TASK REQUIREMENTS »
Output the material below in full, exactly as it is.

====== TASK MATERIAL ======

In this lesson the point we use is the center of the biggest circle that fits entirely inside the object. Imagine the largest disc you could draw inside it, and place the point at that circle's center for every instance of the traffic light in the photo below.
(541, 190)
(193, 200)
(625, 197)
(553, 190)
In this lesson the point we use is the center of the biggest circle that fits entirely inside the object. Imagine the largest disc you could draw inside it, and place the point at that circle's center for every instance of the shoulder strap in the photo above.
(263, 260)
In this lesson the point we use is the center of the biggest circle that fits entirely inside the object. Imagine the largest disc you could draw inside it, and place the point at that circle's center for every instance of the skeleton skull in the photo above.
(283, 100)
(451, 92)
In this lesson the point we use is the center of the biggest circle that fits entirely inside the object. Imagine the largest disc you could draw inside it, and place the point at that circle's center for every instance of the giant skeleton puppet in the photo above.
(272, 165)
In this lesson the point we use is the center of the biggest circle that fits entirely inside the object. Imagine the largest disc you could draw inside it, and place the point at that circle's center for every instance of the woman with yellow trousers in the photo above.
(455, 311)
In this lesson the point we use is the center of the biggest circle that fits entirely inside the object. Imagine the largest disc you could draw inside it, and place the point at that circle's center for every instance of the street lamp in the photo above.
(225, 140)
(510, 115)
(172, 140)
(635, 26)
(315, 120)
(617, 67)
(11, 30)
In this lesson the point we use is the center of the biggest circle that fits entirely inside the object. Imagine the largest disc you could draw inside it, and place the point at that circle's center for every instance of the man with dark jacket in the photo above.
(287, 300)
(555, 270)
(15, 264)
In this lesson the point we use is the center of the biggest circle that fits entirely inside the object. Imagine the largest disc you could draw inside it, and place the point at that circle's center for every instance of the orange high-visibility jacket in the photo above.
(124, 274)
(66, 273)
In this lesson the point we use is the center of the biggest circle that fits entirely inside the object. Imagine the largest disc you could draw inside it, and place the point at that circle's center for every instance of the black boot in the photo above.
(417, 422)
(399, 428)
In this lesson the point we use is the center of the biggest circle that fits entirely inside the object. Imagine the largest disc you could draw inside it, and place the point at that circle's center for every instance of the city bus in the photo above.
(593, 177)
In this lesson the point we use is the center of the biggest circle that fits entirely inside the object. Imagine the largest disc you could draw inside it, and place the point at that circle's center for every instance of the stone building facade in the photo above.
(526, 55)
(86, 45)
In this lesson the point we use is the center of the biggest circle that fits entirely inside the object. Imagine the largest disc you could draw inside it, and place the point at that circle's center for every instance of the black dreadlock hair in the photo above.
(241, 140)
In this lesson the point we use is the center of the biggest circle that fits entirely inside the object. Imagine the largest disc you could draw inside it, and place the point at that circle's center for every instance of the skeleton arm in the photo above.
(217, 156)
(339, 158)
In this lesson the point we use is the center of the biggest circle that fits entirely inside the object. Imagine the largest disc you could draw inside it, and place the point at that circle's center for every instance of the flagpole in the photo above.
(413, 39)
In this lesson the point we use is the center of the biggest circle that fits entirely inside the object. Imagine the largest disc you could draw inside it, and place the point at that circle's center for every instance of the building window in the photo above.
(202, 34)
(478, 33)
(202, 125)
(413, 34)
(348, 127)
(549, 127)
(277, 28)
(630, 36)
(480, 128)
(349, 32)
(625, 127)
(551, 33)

======

RESPONSE BELOW »
In this lesson the point we use is the center of the biggest circle that fits entirely inside the object. Imagine the largest disc you could draw inside it, and place the point at that circle's center for every instance of the traffic light in the photo below.
(541, 190)
(193, 200)
(625, 197)
(553, 190)
In this lesson the point we use is the center of the biggest circle that fits entirely inside the object. Imagine the largest disc you could draw inside it, and place the point at that circle's center for every instance of the shoulder strap in the photo above.
(263, 260)
In this lesson the point we use is the center of the biggest circle that fits entirely inside the object. Imagine the largest disc you could draw inside it, and place the point at that circle's center for every instance of the skeleton skull in the photo above.
(283, 100)
(451, 92)
In this lesson the point we use is the center of the biggest circle that fits entirely inside the object. Imagine the largest disc you could draw inside it, and place the point at that circle's center for every instance of the giant skeleton puppet in the photo above.
(272, 165)
In this lesson the point we use is the center of the biggest circle that fits entirely inside the object. Imagine the largest disc you could draw inside it, and place the point at that circle's center for every instance of the woman with yellow trousers in the photo above.
(455, 311)
In this lesson the point we use is the center of the biggest circle that fits entirely inside the object. Imagine the largest disc you could draw inside it, and place the point at that circle's center for every instance of the street lamp in the photo above.
(225, 140)
(510, 115)
(172, 140)
(635, 26)
(315, 120)
(617, 67)
(11, 30)
In this lesson the point we use is the center of the biggest circle that fits entirely inside the object. Imagine the largest disc you could draw inside it, and place the point at that circle's center for every instance of the man with dark jacket in the photo above.
(287, 300)
(555, 270)
(15, 264)
In this lesson the point we use is the center of the biggest circle that fits entirely inside the object. Imagine the largest disc you could draw inside it, and place the point at that circle's center for every instance of the orange high-visibility jacket in the photo above.
(124, 274)
(66, 273)
In this lesson the point we use is the center of the biggest circle that fits entirely inside the object. Imagine the largest disc you could draw inside it, and place the point at that circle's center for every instance of the black boot in the photo above.
(417, 422)
(399, 428)
In this lesson the point we use is the center of the biggest circle that fits entirely inside the object. Imagine the largest disc you could draw inside it, and place the point at that circle's center for every instance of the city bus in the photo above.
(593, 177)
In this lesson the point we use is the center of the biggest circle that fits entirely inside the object. Imagine the largest disc you could draw inside it, and place the point at that circle's center for every instance of the stone building facade in the photo above.
(526, 55)
(86, 45)
In this lesson the point we use is the center of the biggest circle that fits entirely inside the object. Imagine the largest disc you could draw inside it, and place the point at that circle's center for every instance of the black dreadlock hair in the photo above.
(241, 140)
In this lesson the point we use is the center of the biggest circle that fits entirely inside the object. Imagine the largest disc you could draw inside it, and place the point at that circle's center for every instance of the skeleton arm in the photo above.
(217, 156)
(339, 158)
In this lesson the point we use is the center of the biggest circle that fits entirely inside the object. Imagine the largest disc you could draw inside it, and place the point at that circle's center for every instance of the flagpole in the photo above.
(413, 39)
In this lesson the point we use is the center of the biggest circle that fits entirely inside the object. Imagine the largest disc you could draw inside it, and place the point at that circle's center for every instance of the building window in the photo above.
(202, 34)
(478, 33)
(202, 125)
(413, 34)
(348, 127)
(549, 127)
(277, 28)
(630, 36)
(480, 128)
(349, 32)
(625, 127)
(551, 33)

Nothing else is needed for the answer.